What is needed: Reproduce the passage of the account of Tom's advocacy support from "Tom was detained" to "on the ward.", word for word.

Document excerpt:

◆ ◆ ◆ ◆ ◆

I felt like I was listened to and in control of my meetings
Tom is 40 years old and lives in Warrington with his teenage son. Tom is well known to the community mental health team and has accessed the local specialist mental health respite placement when experiencing periods of crisis. Tom has had many admissions to psychiatric hospitals in the past, due to experiencing psychotic episodes. Tom is employed and values his job, seeing it as having an important role in helping stabilise his mental health.
Tom was struggling with his mental health in the community. Contributing factors included mental health professionals arriving late for their home visits, not taking his medication regularly, housing issues and dealing with the emotional impact of historic assault.
Tom was detained under section 2 of the Mental Health Act and his son was placed in temporary foster care. Tom was referred by the ward for an Independent Mental Health Advocate (IMHA). Tom had previously been supported by Speak Up’s mental health engagement worker whilst residing in a local crisis placement so had also contacted them to request advocacy support whilst on the ward.
How we helped
The IMHA liaised with Speak Up’s engagement worker to gain a brief background to aid in the advocacy support. The IMHA visited Tom on the ward, explained the advocacy role and informed him of his rights. The IMHA supported Tom to prepare for his ward round by completing a ward round submission form, sharing his views and wishes in regards to his care and treatment. In addition, following discharge the IMHA was able to signpost Tom to a local organisation to provide counselling support in relation to the historic assault and to a housing organisation to address Tom’s housing issues.

◆ ◆ ◆ ◆ ◆

Data shown:

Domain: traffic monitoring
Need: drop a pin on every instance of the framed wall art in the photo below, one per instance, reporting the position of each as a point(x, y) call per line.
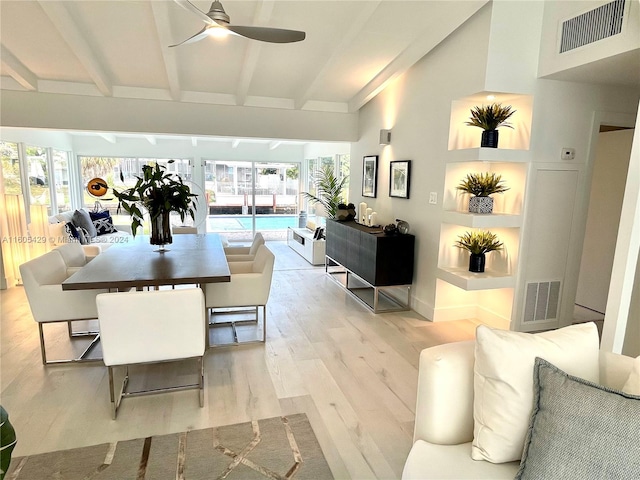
point(369, 176)
point(400, 178)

◆ ◆ ◆ ◆ ◆

Reply to the exercise:
Tom was detained under section 2 of the Mental Health Act and his son was placed in temporary foster care. Tom was referred by the ward for an Independent Mental Health Advocate (IMHA). Tom had previously been supported by Speak Up’s mental health engagement worker whilst residing in a local crisis placement so had also contacted them to request advocacy support whilst on the ward.